From 153 meals during Passover 2020 to an additional 2,500 meals within a year, JewBer has served front-line heroes, low-income families, homebound elderly and Holocaust survivors in the Boston area.

“My thanks for the delicious gourmet meal, from soup to dessert. You spoil me,” Holocaust survivor Judith Podolsky shared with JewBer, adding that the volunteers “take time out to deliver to the elderly. It takes special people to do that.”

Students from Solomon Schechter Day School and JCDS, Boston’s Jewish Community Day School, also participated in Shabbat meal deliveries by making cards and packaging mishloach manot filled with grape juice and other goodies like hamantashen and Bissli.

Volunteers have come to JewBer throughout the greater community over the past year. As part of the Dorot Program, JewBer connected Boston-based college students with over 100 Holocaust survivors to deliver monthly Shabbat meals.

Delivery
(Photo: JewBer)

Work order A
In the passage on JewBer, how many Holocaust survivors did JewBer connect with Boston-based college students through the Dorot Program?
Work order B
Using the passage on JewBer, explain why JewBer connected Boston-based college students with Holocaust survivors as part of the Dorot Program.

Given records
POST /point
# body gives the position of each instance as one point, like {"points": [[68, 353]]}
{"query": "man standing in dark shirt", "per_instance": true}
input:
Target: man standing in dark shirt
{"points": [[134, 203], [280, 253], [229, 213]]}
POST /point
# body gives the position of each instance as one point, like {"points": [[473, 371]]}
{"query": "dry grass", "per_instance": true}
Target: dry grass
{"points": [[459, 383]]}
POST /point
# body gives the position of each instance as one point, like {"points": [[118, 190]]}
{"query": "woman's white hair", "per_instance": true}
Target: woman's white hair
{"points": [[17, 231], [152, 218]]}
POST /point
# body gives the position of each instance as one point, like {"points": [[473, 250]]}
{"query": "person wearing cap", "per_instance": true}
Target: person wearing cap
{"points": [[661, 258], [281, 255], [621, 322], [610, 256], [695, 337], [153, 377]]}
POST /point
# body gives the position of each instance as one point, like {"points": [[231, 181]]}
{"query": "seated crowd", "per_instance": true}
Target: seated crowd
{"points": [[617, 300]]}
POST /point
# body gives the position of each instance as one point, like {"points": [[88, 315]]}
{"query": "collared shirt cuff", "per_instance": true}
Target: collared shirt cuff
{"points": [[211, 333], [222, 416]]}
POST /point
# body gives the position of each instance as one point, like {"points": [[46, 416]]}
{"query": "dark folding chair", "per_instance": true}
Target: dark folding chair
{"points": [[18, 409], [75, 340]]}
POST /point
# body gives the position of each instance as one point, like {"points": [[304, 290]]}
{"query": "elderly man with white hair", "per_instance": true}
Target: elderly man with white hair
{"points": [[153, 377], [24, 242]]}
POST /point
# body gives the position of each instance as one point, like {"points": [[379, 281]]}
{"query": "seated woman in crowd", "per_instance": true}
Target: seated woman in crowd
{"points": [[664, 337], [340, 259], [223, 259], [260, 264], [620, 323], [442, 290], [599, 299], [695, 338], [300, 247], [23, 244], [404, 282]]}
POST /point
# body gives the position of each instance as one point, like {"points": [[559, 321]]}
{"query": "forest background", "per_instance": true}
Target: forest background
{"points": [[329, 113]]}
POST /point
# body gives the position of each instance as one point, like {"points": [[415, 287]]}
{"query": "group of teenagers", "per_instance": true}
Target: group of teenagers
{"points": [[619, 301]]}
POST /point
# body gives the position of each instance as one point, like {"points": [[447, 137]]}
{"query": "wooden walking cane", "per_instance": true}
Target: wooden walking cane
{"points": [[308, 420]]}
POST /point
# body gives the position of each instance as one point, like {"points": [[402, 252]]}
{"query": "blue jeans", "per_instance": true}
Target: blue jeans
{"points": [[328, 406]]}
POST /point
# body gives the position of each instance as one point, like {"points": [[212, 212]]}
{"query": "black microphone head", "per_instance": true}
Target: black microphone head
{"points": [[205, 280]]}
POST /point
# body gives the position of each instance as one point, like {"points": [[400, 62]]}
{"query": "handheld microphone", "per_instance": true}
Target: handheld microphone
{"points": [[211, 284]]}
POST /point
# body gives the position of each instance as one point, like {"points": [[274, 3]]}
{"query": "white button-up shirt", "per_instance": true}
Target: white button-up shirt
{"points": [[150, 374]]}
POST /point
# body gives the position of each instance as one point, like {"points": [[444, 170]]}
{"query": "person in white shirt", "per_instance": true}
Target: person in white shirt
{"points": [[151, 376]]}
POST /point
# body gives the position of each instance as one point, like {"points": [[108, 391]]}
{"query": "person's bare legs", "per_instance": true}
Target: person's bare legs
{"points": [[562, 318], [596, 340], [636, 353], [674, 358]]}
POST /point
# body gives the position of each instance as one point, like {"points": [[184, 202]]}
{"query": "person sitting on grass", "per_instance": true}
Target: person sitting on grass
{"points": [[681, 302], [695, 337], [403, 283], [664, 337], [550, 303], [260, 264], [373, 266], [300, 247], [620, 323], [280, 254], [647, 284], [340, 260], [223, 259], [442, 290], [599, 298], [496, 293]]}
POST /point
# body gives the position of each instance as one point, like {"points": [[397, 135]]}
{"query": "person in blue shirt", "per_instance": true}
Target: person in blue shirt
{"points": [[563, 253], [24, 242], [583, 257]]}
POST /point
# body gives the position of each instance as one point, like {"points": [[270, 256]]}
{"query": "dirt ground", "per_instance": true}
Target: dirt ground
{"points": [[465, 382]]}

Your response A
Over 100 Holocaust survivors.

Your response B
JewBer connected the students with over 100 Holocaust survivors so that the students could deliver monthly Shabbat meals to them.